Data to use:
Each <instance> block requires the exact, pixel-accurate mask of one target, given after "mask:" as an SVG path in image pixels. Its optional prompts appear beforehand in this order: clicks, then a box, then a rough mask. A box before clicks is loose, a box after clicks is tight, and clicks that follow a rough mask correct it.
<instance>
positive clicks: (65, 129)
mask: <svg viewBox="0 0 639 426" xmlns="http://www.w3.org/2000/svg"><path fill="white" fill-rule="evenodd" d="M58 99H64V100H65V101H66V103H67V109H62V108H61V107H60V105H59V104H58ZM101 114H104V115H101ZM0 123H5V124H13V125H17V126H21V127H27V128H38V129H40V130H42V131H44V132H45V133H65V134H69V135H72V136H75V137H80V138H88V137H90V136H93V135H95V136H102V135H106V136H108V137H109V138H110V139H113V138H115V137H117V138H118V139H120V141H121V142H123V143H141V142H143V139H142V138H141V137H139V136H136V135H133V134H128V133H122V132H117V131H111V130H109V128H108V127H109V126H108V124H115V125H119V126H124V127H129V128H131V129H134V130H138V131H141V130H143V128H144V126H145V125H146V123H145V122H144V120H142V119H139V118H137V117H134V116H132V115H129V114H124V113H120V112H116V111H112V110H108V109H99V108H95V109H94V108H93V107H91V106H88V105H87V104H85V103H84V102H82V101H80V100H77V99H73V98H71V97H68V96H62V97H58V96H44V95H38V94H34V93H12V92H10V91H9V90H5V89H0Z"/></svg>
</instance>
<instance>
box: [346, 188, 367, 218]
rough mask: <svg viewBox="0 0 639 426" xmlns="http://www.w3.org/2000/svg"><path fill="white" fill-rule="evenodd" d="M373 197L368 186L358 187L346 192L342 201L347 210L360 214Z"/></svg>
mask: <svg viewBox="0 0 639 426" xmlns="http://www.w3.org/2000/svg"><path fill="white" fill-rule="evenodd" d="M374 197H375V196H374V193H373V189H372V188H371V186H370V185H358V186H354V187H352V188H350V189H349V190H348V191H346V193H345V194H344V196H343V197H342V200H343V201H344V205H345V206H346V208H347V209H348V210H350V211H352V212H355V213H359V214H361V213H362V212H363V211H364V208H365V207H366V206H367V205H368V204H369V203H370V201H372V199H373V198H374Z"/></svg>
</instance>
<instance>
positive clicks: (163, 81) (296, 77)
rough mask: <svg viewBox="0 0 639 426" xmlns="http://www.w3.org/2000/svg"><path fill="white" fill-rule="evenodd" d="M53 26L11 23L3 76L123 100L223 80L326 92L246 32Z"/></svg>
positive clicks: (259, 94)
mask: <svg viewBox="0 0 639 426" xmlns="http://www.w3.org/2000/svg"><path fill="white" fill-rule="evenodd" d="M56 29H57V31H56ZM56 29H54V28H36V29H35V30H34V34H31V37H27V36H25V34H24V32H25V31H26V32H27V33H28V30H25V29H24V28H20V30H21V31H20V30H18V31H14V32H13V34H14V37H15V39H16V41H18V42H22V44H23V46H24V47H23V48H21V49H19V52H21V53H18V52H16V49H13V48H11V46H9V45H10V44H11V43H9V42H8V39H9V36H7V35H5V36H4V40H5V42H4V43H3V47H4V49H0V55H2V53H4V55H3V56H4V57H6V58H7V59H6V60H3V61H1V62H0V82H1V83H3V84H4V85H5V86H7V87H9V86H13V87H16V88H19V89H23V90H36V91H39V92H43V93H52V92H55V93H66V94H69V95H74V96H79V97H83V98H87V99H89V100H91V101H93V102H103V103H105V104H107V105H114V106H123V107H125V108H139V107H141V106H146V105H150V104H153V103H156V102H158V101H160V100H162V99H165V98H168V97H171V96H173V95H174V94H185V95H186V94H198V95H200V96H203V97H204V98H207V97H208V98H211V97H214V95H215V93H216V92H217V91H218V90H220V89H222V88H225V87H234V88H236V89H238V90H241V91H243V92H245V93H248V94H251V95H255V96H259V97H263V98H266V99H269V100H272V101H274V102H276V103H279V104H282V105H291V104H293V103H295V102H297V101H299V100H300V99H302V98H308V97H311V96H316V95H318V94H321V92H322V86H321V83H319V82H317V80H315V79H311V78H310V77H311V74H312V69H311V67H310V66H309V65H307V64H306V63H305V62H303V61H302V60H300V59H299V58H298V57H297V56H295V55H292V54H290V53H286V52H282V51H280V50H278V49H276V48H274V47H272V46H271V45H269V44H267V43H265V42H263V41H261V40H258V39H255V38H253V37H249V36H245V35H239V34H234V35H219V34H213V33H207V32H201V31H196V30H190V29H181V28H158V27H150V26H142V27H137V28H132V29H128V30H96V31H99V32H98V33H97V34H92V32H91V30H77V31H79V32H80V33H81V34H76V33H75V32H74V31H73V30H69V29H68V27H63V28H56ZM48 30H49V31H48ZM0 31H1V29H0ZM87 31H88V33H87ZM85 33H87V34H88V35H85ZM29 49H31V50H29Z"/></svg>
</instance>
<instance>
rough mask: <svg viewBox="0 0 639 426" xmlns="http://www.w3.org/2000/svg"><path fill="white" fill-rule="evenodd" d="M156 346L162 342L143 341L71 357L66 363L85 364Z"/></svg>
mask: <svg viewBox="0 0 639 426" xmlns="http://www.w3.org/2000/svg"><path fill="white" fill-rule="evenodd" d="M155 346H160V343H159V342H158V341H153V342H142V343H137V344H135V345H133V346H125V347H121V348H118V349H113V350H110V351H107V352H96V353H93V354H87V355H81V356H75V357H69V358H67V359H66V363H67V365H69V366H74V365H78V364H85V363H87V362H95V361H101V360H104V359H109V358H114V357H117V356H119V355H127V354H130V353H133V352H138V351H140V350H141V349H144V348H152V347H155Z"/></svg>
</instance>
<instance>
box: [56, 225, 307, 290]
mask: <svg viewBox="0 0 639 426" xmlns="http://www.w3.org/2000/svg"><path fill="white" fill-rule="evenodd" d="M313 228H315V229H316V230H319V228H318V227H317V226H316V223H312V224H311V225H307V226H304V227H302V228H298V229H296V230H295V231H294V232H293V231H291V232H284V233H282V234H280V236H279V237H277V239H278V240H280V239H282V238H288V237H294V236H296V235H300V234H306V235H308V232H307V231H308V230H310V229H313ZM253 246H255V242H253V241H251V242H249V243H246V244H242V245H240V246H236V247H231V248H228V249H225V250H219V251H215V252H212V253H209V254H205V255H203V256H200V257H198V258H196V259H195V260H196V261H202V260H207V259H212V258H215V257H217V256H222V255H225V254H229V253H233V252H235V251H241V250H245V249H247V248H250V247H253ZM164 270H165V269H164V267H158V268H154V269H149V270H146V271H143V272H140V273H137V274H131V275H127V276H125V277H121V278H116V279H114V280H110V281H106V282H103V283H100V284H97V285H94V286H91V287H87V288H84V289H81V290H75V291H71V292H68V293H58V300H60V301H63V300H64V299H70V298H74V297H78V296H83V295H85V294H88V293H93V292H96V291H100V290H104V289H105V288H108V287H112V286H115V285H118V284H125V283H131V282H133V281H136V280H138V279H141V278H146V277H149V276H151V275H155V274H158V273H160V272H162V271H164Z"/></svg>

* * *

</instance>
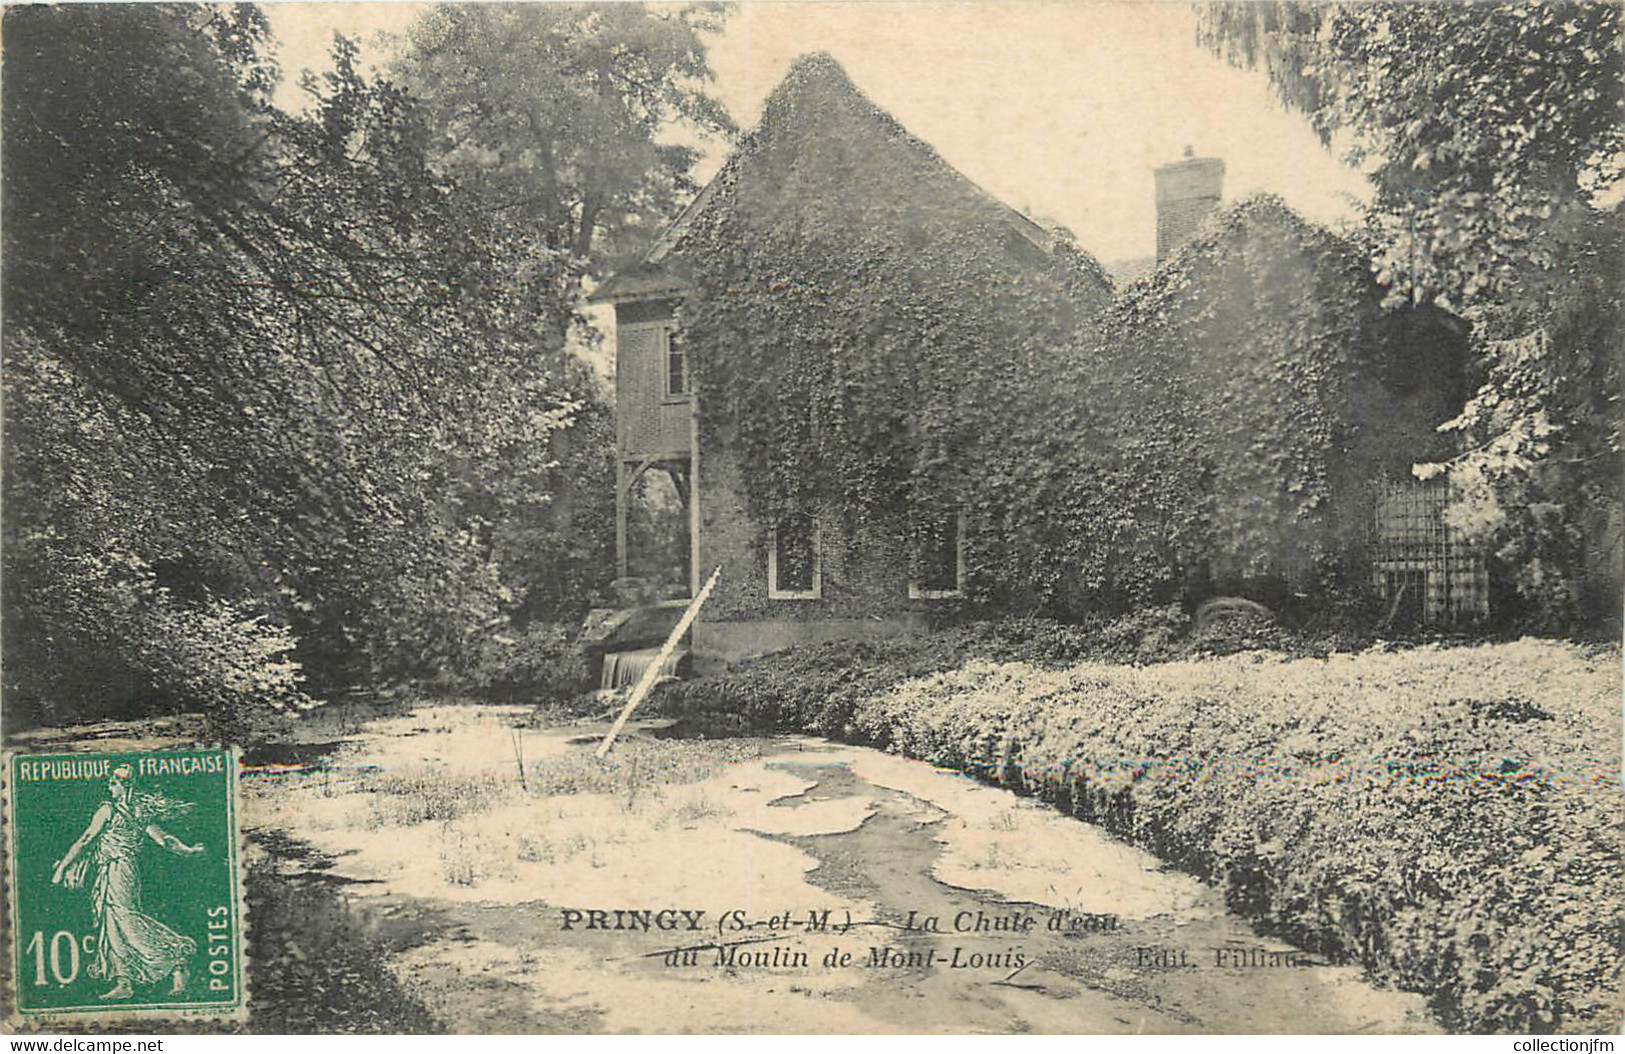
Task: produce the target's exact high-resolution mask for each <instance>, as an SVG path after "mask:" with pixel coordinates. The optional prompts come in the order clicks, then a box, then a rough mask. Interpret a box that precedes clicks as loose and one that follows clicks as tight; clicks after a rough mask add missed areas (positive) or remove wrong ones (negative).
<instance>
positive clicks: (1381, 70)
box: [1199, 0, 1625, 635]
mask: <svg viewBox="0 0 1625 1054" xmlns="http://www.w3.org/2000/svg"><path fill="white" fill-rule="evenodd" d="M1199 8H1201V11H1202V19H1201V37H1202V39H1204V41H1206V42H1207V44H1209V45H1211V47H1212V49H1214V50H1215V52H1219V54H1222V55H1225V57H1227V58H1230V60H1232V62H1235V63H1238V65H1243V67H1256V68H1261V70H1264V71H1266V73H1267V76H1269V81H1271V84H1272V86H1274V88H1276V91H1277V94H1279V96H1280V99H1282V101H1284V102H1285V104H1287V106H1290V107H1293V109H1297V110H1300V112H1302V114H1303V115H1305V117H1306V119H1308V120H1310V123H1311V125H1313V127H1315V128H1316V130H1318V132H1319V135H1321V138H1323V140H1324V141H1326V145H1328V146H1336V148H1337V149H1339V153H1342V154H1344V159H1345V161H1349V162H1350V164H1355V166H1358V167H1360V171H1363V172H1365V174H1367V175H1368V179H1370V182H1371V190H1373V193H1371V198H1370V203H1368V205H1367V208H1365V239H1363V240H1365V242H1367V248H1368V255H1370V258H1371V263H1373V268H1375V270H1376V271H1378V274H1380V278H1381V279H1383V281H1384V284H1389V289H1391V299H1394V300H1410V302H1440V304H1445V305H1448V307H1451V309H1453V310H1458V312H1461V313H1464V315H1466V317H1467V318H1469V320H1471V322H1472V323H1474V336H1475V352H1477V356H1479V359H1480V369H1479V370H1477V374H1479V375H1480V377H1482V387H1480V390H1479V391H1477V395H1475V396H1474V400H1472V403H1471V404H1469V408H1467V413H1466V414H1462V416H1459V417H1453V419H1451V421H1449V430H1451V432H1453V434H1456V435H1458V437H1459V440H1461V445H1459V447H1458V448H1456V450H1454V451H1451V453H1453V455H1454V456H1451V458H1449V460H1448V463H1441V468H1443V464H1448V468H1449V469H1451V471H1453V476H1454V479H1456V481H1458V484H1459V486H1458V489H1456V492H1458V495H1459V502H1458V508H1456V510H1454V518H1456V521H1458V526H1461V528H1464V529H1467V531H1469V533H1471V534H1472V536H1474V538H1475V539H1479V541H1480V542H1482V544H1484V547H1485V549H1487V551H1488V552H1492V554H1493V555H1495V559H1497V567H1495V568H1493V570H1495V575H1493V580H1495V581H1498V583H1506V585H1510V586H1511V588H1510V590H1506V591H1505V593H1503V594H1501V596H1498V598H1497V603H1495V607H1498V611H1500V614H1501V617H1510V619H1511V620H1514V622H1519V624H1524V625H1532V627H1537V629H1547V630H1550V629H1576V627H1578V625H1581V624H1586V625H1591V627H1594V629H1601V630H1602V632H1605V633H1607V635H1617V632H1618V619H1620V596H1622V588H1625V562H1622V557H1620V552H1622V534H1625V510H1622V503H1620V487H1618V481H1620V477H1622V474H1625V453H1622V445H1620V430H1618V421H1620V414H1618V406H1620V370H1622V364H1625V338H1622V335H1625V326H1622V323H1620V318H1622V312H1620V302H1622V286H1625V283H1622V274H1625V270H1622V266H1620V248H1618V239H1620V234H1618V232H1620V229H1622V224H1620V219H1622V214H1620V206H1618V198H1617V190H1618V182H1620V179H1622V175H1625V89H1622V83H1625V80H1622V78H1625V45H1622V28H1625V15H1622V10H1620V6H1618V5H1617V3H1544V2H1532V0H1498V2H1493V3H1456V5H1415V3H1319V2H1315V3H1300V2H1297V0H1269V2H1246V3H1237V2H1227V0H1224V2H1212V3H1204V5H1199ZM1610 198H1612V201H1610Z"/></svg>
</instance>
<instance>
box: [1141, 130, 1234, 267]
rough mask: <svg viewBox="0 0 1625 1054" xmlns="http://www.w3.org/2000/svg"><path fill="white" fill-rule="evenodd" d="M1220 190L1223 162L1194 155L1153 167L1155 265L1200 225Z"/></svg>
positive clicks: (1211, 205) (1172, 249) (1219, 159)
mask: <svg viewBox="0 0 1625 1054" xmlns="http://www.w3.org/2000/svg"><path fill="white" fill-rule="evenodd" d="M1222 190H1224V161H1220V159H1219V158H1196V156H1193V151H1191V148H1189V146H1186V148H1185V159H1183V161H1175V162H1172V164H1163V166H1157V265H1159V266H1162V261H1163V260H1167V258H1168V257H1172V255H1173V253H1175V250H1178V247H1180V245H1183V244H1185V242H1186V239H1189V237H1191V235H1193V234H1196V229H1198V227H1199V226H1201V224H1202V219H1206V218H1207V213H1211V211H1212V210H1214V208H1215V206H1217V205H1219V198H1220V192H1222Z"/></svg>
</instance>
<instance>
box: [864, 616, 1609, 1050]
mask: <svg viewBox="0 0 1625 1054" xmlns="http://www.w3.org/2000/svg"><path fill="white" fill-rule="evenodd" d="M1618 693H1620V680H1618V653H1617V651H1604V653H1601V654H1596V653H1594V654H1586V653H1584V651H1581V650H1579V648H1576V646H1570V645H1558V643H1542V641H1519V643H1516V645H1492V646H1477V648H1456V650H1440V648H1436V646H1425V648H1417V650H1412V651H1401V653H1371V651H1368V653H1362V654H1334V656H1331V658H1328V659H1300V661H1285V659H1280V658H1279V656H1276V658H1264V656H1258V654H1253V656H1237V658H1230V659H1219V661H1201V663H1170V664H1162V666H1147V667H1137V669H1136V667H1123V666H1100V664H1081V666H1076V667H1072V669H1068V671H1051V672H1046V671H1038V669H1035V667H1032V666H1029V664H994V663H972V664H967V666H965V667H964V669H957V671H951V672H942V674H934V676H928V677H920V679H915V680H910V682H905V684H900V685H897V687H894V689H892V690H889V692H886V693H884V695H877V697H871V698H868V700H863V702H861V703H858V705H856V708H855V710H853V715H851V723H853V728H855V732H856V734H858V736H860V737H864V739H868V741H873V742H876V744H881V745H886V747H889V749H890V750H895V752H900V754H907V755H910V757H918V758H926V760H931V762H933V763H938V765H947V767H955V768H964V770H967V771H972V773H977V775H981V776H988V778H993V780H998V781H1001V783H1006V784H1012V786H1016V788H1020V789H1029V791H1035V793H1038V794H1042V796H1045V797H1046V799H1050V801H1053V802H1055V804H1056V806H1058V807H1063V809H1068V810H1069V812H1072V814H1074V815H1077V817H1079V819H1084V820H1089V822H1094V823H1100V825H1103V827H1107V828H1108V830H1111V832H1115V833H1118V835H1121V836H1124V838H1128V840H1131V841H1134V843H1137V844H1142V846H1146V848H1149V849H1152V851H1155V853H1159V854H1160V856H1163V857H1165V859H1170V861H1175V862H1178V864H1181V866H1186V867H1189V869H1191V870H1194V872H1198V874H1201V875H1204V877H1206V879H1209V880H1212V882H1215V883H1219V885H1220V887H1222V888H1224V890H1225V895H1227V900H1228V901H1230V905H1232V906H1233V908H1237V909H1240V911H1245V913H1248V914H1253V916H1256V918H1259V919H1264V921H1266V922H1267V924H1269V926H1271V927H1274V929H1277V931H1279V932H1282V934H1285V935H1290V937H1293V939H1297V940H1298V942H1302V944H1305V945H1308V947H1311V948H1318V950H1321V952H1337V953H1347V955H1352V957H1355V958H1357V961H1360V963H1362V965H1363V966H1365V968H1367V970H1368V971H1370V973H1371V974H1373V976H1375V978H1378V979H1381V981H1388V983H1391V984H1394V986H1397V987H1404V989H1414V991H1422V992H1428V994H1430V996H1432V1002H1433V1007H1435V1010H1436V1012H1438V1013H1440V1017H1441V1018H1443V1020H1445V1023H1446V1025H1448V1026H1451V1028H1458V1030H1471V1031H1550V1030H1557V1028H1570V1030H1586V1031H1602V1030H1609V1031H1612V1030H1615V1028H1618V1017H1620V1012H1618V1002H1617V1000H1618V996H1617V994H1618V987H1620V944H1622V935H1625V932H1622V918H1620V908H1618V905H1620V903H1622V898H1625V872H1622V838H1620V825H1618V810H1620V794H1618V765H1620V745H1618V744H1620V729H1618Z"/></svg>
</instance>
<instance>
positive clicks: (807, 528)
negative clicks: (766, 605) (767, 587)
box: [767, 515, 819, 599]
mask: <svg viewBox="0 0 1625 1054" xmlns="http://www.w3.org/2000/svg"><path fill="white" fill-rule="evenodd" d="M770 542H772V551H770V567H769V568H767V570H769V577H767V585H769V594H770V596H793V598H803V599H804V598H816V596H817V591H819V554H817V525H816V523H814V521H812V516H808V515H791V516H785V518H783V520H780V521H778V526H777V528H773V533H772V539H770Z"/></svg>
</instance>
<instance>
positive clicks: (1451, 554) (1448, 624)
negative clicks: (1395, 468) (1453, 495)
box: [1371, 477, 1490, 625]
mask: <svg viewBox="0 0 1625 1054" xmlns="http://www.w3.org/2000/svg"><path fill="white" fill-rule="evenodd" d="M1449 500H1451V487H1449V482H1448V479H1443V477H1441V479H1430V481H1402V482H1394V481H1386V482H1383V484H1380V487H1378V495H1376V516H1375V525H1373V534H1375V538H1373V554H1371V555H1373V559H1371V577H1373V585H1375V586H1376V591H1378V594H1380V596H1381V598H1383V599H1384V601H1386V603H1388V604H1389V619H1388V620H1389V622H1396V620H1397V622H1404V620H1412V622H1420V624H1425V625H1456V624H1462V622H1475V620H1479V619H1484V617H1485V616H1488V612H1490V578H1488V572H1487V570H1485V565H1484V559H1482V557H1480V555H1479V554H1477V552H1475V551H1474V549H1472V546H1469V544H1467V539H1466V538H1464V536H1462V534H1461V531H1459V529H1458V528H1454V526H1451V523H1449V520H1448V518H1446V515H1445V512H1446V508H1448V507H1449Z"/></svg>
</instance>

Problem description: The lines holding the word "negative" are the answer. Pull them out of the records and copy them.

Solution below:
Task: produce the target's exact high-resolution mask for each <instance>, as an SVG path after "mask:" with pixel coordinates. The optional prompts come in the order clicks, then a box, then a rough mask. Interpret a box that precedes clicks as loose and one that follows clicks as tight; clicks after a rough mask add missed areas (positive) or remove wrong ones (negative).
negative clicks: (766, 605) (767, 587)
negative clicks: (1395, 468) (1453, 495)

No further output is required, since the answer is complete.